EXERCISE GOAL. Extract every line of the records below and reproduce each one word for word, in its original order.
━━ RECORDS FOR THE EXERCISE
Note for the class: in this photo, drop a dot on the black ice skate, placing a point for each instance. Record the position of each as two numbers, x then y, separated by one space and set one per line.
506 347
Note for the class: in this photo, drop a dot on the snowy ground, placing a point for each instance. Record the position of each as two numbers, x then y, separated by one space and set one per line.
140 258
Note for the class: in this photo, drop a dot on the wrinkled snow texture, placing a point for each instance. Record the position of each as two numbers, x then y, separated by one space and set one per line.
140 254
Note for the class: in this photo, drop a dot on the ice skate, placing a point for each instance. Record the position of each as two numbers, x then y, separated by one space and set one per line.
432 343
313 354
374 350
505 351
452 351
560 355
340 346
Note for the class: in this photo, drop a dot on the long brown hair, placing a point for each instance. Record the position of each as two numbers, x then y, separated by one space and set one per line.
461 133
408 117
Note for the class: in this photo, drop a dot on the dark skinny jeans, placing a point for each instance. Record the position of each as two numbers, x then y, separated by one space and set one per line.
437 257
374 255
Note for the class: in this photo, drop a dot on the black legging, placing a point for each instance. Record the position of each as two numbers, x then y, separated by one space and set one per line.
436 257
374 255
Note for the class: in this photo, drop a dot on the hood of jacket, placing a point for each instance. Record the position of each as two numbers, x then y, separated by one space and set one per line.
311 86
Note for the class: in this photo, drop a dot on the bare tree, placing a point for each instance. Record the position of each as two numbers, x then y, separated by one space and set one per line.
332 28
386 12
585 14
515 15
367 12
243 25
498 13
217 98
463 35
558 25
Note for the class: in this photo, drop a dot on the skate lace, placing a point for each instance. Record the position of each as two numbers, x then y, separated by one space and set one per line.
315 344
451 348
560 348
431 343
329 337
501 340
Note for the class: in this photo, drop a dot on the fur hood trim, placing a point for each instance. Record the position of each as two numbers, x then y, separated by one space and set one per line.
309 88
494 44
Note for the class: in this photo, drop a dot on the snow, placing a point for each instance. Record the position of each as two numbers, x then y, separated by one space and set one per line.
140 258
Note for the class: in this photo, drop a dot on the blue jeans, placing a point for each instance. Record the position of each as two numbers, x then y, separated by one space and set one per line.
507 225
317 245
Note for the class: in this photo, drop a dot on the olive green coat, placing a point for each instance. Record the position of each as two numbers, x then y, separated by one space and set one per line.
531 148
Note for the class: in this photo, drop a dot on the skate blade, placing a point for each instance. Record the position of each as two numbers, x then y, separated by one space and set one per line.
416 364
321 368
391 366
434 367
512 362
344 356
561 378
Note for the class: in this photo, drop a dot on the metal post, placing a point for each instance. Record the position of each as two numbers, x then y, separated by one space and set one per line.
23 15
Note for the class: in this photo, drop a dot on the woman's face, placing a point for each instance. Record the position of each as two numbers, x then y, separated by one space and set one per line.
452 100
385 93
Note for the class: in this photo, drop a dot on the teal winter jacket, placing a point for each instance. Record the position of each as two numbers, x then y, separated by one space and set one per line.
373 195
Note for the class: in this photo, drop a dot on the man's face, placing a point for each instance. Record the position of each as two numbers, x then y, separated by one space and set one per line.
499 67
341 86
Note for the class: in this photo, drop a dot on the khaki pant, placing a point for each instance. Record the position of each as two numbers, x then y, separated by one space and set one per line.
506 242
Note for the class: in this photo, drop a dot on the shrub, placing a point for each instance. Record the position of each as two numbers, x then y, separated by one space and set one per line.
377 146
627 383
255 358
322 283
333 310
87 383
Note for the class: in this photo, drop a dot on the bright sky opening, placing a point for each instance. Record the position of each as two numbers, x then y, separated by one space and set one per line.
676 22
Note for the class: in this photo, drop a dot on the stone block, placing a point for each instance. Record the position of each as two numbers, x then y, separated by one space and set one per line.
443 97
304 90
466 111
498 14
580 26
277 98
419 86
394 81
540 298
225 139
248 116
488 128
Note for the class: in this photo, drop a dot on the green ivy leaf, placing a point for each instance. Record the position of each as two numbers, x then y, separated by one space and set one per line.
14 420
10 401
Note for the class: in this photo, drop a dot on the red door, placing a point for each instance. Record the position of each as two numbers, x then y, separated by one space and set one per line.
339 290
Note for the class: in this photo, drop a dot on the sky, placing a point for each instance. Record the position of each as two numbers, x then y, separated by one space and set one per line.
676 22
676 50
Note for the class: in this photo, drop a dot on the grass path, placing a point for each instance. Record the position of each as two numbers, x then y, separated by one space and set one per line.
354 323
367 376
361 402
━━━━
TASK RESPONSE.
Note for the class: in this photo, drop a dot on the black ice skate, placing a point for each instance. Record the position of each as two numbers, x then y, separated by one space and set one per line.
506 347
Note for the class: in this photo, drop a dot on the snowy ground, placing a point for each instance. Record the position of each as two numbers, x then y, separated by one space and set one per line.
140 258
Note for the class: in this photo, drop a dot on the wrinkled snow texture, placing a point for each instance. Record the position of each as two numbers, x then y, separated by one space and set one per line.
140 254
Note for the class: in this photo, drop a dot on the ice skate, placing a point for each instance. Record the position of each as two numbers, x then y, separated by one space and set one per line.
432 343
313 354
374 350
505 351
452 351
560 355
340 346
Note for the class: in this photo, drop a dot on the long brown hair, placing a point for each instance. Record the position of each as two numbers, x then y, separated by one space and set one per line.
461 133
408 117
Note for the class: in this photo, drop a dot on the dark skinny jeans, placing a point for each instance. Record the position of each as two numbers, x then y, separated by one space and set one per line.
437 257
374 255
Note for the class: in this photo, drop a dot on the black legging, placing a point for each instance. Record the position of each as two numbers, x then y, separated by one space and set one per line.
436 257
374 255
Note for the class: in this photo, drop a dot on the hood of jacket, placing a point for each instance. Record the position of each as two numbers, x then y, separated by one space and set one per line.
311 86
Note for the class: in this photo, drop a dot on the bare tree, placing a point for each instance. Record the position of each as two numbers, x then y, separated by one space and set one per line.
332 28
386 12
585 14
515 15
367 12
243 25
498 13
217 98
463 35
558 25
Note for the class: in this photo, drop a dot on the skate lace, placing a point for each instance. Record the position of each as two numbers, x then y, separated by one space and set one per line.
315 344
451 348
560 348
431 343
329 337
501 340
Note for the class: in this photo, drop a dot on the fur hood trim, placing a point for each instance. Record the position of each as two numbers, x then y, separated by one space and set one per line.
309 88
494 44
Note for the class: in this photo, drop a dot on the snow, placing a point for each instance. Record the position of each as two numbers, x then y, separated by one space and set one per line.
140 258
Note for the class: in this photo, drop a dot on the blue jeans, placing a point for each instance. Record the position of each as two numbers, x then y, separated by one space and set one per line.
507 225
317 245
Note for the class: in this photo, drop a dot on the olive green coat, placing a point for each instance. Record the position of each as two numbers, x then y, separated by one space and set one per line.
531 148
Note for the class: in this photo, drop a dot on the skate blade, placing a point for each instance. Record the position of each as two numbers, x then y, separated by one space and set one per line.
416 364
321 368
391 366
434 367
512 362
344 356
561 378
Note for the class: in this photo, drop a dot on the metal post, placing a point for each instance. Record the position of each as two numbers, x then y, separated by one space and set one per line.
23 15
Note for the class: in this photo, drop a dot on the woman's face, placing a point for each instance. Record the position of each as two numbers, x then y, separated by one space and set one per line.
452 100
385 93
Note for the class: in this photo, drop a dot on the teal winter jacket, placing a point for each instance. Record the position of each as two numbers, x then y, separated by one space and set one per line.
373 195
Note for the class: in this photo, drop a dot on the man's face, placing a point for each instance. Record the position of each as two numbers, x then y, separated by one space and set one per line.
499 67
341 86
Note for the class: in this photo, drop a dot on the khaki pant, placing a point for each instance. Record the position of each as two numbers, x then y, separated by one space and set one per line.
506 242
Note for the class: in this photo, drop a dot on the shrub, placing a point for each instance. Record the position of each as two numbers, x then y, separated by one space and set one per line.
377 146
627 383
255 358
322 283
333 310
87 383
Note for the class: in this photo, drop a dot on the bright sky opening, placing a point for each instance. Record the position of each as two numbers, x then y, separated by one space and set one per line.
676 22
Note for the class: in this photo, drop a dot on the stone block, placing a point for each instance. Record the position of each as two numbers, x then y, separated by one space and set one per line.
443 97
304 90
466 111
498 14
580 26
277 98
419 86
394 81
540 298
225 139
248 116
488 128
Note for the class: in this photo, drop a dot on the green ivy leaf, placing a point for each instance. Record the position of each as two numbers, x then y, separated by one space and set one per line.
14 420
10 401
Note for the class: in this photo, drop a dot on the red door, placing a point for each instance. Record the position of each as two numbers, x then y, separated by one space and set one per line.
339 290
Note for the class: in this photo, drop a dot on the sky, placing a point for each instance. Record the position of each as two numbers, x then y, separated by one space and set one per line.
676 22
676 50
Note for the class: in this photo, drop a dot on the grass path, placing a point for each instance. Record the position of each as two numbers, x then y, separated by one space and set one per line.
354 323
367 376
361 402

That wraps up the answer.